[Stored data — start]

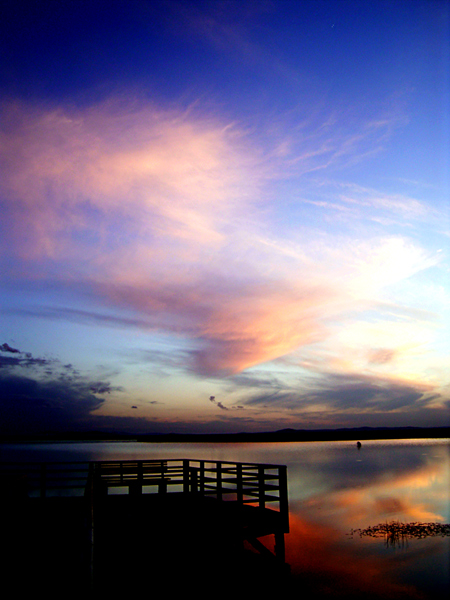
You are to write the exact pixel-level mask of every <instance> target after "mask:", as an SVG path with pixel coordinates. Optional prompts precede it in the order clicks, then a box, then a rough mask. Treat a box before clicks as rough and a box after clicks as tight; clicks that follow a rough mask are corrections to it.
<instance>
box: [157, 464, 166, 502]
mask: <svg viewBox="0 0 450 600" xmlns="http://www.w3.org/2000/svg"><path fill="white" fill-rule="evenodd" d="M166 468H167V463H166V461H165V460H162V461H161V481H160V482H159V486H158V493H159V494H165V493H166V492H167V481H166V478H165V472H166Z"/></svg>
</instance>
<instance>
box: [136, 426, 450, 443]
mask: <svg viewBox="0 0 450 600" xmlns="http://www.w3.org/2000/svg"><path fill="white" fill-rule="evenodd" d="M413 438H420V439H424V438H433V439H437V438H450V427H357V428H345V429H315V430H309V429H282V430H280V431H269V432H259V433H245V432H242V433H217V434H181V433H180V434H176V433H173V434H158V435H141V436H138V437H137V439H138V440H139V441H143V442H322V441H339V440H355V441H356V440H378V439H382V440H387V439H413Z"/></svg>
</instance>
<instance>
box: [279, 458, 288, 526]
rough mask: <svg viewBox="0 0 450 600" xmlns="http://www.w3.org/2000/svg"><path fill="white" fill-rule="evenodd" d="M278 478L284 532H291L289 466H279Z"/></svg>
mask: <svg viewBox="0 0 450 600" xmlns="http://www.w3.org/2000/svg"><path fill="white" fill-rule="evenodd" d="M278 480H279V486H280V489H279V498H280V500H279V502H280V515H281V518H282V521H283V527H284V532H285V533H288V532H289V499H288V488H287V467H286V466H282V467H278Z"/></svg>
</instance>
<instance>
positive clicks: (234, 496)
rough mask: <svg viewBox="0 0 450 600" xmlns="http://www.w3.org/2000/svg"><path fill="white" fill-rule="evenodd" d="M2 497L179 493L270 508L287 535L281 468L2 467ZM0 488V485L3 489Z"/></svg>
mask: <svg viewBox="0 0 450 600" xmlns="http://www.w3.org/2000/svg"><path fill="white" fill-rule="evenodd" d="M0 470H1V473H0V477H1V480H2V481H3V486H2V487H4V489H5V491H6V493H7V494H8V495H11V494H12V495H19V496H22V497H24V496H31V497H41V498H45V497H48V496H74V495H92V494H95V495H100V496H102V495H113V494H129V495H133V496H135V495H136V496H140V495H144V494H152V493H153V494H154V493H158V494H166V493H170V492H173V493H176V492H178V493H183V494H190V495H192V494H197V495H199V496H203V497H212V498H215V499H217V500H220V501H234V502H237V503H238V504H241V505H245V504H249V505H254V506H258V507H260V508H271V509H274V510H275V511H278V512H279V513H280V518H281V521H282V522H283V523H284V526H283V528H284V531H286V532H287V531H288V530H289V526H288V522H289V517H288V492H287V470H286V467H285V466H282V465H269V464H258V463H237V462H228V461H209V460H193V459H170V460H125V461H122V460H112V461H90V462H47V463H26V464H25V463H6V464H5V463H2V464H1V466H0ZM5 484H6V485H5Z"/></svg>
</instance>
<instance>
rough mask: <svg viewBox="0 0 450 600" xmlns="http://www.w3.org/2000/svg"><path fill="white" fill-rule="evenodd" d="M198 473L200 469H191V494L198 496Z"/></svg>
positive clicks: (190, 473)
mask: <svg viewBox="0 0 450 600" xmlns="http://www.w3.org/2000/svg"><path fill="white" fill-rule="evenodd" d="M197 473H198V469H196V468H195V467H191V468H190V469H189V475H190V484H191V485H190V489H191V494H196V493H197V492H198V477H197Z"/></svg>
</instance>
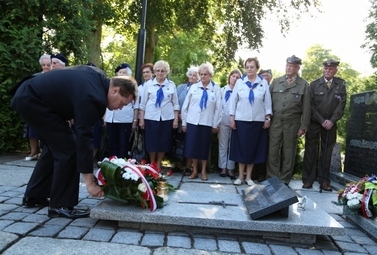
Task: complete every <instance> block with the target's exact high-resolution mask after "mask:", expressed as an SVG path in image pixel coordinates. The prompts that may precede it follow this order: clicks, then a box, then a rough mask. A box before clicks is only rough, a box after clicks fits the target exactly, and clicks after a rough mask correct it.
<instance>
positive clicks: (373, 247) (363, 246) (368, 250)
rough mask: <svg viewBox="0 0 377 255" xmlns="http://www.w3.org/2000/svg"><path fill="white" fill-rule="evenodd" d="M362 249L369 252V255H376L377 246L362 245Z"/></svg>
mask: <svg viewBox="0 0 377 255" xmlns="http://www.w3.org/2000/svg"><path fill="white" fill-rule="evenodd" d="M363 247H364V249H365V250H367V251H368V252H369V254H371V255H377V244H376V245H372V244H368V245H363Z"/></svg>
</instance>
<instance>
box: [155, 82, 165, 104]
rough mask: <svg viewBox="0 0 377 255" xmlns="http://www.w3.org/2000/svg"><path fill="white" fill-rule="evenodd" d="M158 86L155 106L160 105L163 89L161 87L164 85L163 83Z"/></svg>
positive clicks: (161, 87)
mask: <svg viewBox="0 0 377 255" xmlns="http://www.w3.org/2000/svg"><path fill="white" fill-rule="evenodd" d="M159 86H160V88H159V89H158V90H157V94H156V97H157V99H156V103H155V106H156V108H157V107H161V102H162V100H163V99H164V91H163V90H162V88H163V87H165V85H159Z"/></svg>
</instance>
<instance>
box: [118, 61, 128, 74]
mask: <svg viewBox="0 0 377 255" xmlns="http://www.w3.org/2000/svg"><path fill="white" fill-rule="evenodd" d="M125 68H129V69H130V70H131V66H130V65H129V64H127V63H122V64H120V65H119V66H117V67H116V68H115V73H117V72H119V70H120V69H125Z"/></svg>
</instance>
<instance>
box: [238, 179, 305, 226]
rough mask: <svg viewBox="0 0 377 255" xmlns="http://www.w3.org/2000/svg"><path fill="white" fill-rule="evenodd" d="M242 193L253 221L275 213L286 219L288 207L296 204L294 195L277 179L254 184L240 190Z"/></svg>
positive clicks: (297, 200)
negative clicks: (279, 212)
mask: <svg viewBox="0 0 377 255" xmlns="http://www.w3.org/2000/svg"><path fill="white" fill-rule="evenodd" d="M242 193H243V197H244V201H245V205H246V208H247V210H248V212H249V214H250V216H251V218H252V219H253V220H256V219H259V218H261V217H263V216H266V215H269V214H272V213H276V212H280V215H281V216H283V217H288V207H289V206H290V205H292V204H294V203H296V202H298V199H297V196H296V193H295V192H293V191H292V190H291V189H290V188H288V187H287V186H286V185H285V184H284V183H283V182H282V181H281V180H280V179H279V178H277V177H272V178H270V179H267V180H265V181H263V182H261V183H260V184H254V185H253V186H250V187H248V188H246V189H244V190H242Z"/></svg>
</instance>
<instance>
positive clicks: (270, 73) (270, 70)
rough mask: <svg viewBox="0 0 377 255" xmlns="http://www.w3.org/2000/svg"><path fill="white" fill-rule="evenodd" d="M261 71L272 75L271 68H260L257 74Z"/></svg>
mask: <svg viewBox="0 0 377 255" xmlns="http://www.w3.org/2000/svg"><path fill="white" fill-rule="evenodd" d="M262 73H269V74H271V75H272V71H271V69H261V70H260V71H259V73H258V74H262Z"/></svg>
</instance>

[Stored data — finish]

Nothing but a number is required: the number of lines in the material holding the string "precede".

Output for this exercise.
2